Proximity effect on hydrodynamic interaction between a sphere and a plane measured by Force Feedback Microscopy at different frequencies
Simon Carpentier, Mario S. Rodrigues, Elisabeth Charlaix, Joel, Chevrier

TL;DR
This study uses Force Feedback Microscopy to measure viscous damping, stiffness, and static forces in a sphere-plane liquid interaction across various frequencies, revealing proximity effects in hydrodynamic interactions at the nanoscale.
Contribution
It introduces a method to simultaneously measure static force, stiffness, and dissipation in sphere-plane geometry using FFM across a broad frequency range.
Findings
Measured viscous damping and stiffness over a large frequency range.
Demonstrated the capability of FFM to perform nano-scale surface force measurements.
Compared FFM results with traditional Surface Force Apparatus measurements.

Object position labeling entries
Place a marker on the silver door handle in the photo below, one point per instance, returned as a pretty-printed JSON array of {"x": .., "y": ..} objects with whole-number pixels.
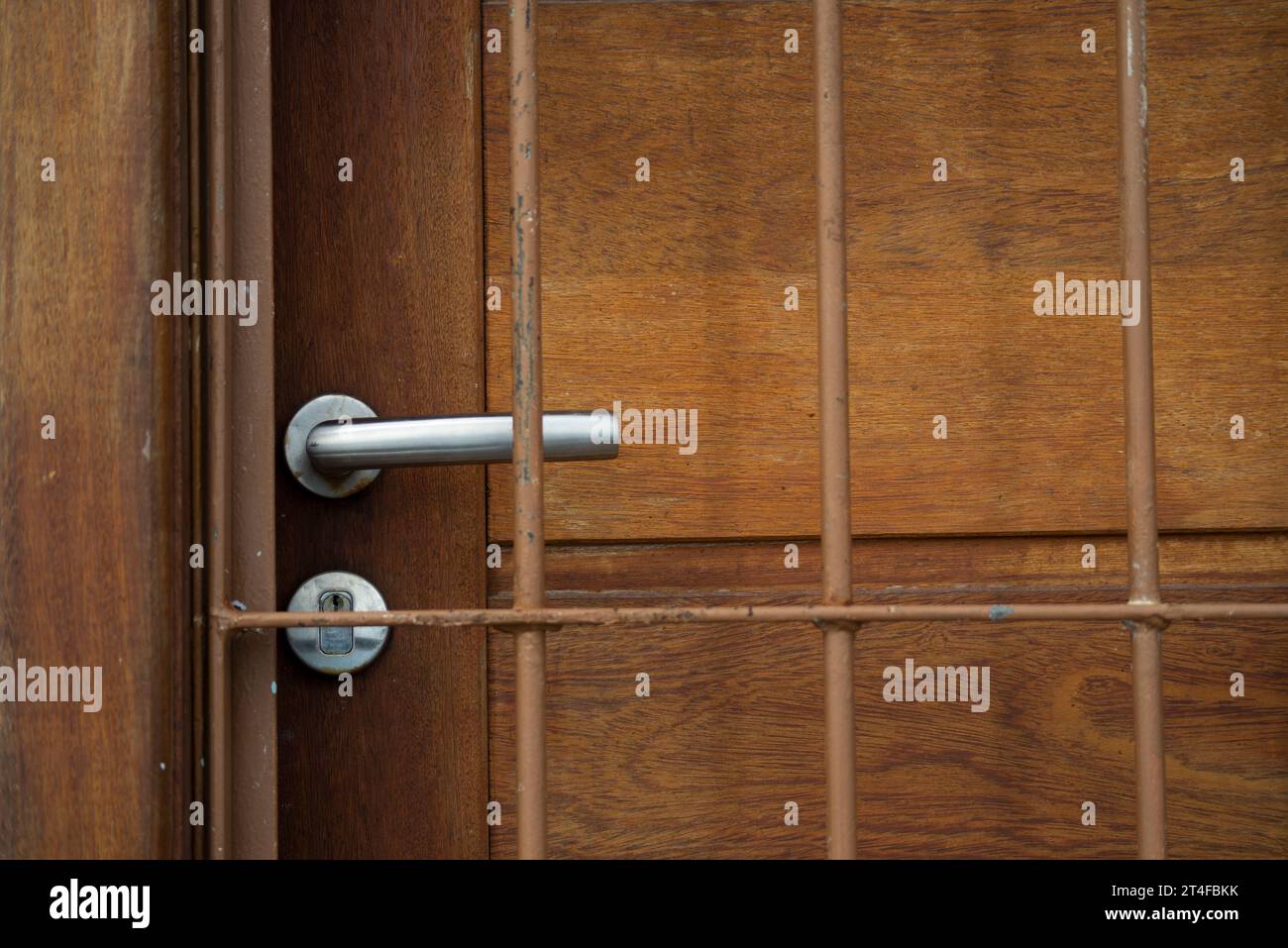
[{"x": 336, "y": 446}]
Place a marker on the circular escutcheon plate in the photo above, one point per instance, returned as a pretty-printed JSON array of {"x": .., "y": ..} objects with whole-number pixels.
[{"x": 295, "y": 445}]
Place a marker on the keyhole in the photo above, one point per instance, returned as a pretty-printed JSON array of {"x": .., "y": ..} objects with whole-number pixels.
[{"x": 335, "y": 640}]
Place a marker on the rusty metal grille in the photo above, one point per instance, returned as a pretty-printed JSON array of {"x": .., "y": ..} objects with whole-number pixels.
[{"x": 1144, "y": 613}]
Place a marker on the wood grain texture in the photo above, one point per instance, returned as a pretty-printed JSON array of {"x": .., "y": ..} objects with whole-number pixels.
[
  {"x": 377, "y": 296},
  {"x": 93, "y": 523},
  {"x": 733, "y": 727},
  {"x": 670, "y": 292}
]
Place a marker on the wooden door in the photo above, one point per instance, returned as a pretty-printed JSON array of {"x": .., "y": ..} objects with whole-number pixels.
[
  {"x": 671, "y": 294},
  {"x": 378, "y": 296},
  {"x": 692, "y": 288}
]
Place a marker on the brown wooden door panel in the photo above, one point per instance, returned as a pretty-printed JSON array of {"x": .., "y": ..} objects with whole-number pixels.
[
  {"x": 732, "y": 729},
  {"x": 670, "y": 294},
  {"x": 377, "y": 296},
  {"x": 94, "y": 519}
]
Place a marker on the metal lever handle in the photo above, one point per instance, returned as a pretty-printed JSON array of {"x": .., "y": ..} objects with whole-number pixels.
[{"x": 335, "y": 445}]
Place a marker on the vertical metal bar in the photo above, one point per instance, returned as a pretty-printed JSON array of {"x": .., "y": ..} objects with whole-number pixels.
[
  {"x": 219, "y": 776},
  {"x": 1138, "y": 393},
  {"x": 529, "y": 579},
  {"x": 835, "y": 432}
]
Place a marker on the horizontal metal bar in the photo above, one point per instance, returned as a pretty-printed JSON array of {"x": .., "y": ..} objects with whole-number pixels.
[
  {"x": 336, "y": 447},
  {"x": 648, "y": 616}
]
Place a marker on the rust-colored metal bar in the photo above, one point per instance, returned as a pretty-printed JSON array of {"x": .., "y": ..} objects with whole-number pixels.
[
  {"x": 835, "y": 432},
  {"x": 1138, "y": 394},
  {"x": 754, "y": 614},
  {"x": 219, "y": 254},
  {"x": 529, "y": 543}
]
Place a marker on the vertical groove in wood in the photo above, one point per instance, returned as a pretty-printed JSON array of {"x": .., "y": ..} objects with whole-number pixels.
[{"x": 93, "y": 523}]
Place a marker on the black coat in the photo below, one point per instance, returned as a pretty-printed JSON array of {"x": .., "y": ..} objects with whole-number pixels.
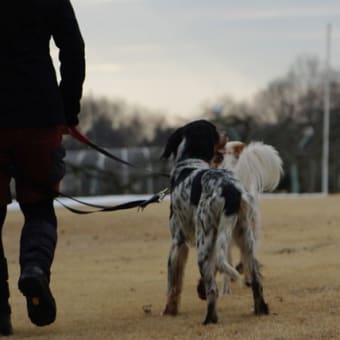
[{"x": 30, "y": 95}]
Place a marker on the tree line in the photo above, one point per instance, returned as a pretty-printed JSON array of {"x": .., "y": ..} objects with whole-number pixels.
[{"x": 287, "y": 113}]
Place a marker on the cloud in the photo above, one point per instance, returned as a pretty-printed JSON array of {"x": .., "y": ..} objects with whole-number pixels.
[
  {"x": 277, "y": 12},
  {"x": 106, "y": 68}
]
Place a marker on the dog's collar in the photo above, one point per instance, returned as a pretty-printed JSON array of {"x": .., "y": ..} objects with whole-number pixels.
[{"x": 185, "y": 168}]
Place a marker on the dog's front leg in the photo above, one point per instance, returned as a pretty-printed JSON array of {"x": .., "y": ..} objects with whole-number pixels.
[{"x": 176, "y": 263}]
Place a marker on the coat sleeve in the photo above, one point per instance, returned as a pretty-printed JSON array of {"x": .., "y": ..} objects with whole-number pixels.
[{"x": 68, "y": 39}]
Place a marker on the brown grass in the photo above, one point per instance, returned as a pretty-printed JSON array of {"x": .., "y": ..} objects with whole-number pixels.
[{"x": 109, "y": 278}]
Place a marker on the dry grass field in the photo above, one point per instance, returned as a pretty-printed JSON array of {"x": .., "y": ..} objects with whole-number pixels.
[{"x": 109, "y": 277}]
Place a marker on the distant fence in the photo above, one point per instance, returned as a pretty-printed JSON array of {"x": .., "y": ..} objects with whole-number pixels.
[{"x": 89, "y": 173}]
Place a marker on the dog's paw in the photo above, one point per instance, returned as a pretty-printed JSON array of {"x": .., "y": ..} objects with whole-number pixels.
[
  {"x": 201, "y": 290},
  {"x": 170, "y": 311},
  {"x": 261, "y": 308}
]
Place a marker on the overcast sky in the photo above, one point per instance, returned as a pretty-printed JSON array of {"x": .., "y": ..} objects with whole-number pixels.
[{"x": 175, "y": 55}]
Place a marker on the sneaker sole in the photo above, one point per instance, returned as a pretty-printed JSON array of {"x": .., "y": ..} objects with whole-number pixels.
[{"x": 41, "y": 305}]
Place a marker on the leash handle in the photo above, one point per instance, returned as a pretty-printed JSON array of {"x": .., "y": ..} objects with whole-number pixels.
[{"x": 74, "y": 132}]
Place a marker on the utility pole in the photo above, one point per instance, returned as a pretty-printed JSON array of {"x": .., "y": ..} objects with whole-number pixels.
[{"x": 325, "y": 149}]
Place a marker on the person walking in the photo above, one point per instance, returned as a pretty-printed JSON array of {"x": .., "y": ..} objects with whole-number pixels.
[{"x": 35, "y": 112}]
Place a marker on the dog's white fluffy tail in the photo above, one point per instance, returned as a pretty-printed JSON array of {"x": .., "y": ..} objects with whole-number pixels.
[{"x": 259, "y": 168}]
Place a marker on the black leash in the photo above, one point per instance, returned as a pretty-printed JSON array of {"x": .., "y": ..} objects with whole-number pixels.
[
  {"x": 83, "y": 139},
  {"x": 141, "y": 204}
]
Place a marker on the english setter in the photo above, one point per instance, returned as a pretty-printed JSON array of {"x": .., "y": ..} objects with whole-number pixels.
[
  {"x": 258, "y": 166},
  {"x": 207, "y": 206}
]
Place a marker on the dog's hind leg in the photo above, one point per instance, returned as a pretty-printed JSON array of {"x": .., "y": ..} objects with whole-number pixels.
[
  {"x": 207, "y": 267},
  {"x": 223, "y": 251},
  {"x": 248, "y": 249},
  {"x": 178, "y": 255}
]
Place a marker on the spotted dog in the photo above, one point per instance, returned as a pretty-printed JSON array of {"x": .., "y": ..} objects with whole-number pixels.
[{"x": 206, "y": 206}]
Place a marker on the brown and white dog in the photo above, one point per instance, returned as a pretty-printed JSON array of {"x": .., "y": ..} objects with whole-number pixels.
[{"x": 258, "y": 167}]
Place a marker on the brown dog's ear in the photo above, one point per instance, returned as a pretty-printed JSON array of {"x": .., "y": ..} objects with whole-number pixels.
[{"x": 173, "y": 142}]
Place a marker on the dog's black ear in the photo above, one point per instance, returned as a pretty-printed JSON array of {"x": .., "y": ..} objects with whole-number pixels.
[{"x": 173, "y": 142}]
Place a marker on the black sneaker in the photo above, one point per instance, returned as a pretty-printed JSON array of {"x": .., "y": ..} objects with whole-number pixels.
[
  {"x": 5, "y": 325},
  {"x": 41, "y": 305}
]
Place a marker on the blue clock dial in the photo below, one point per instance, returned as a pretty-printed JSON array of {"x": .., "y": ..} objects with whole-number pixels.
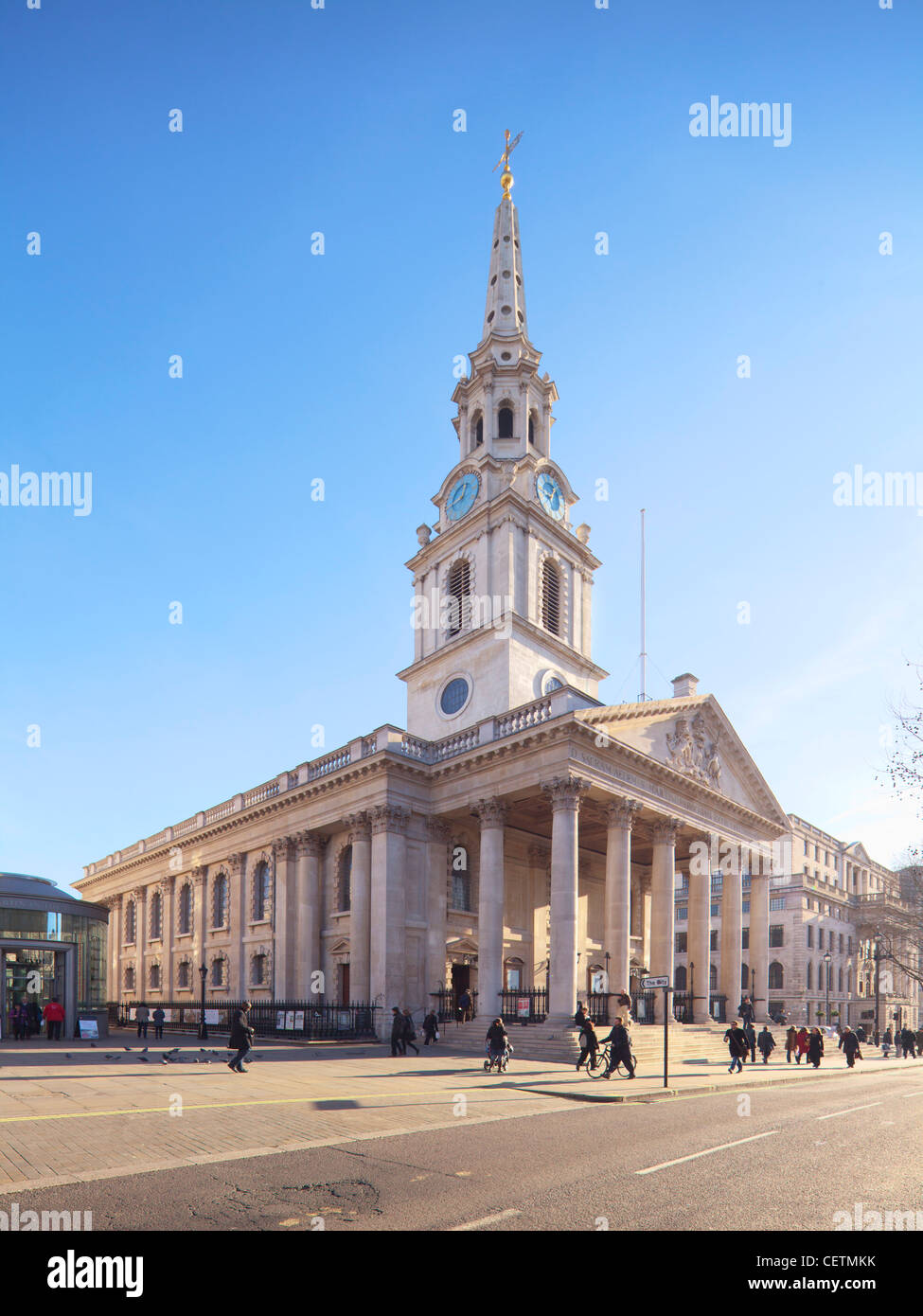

§ **What to do**: In the force feedback microscopy summary, what traditional measurements were the FFM results compared with? The entries come from a separate source.

§ **The response**: Surface Force Apparatus measurements.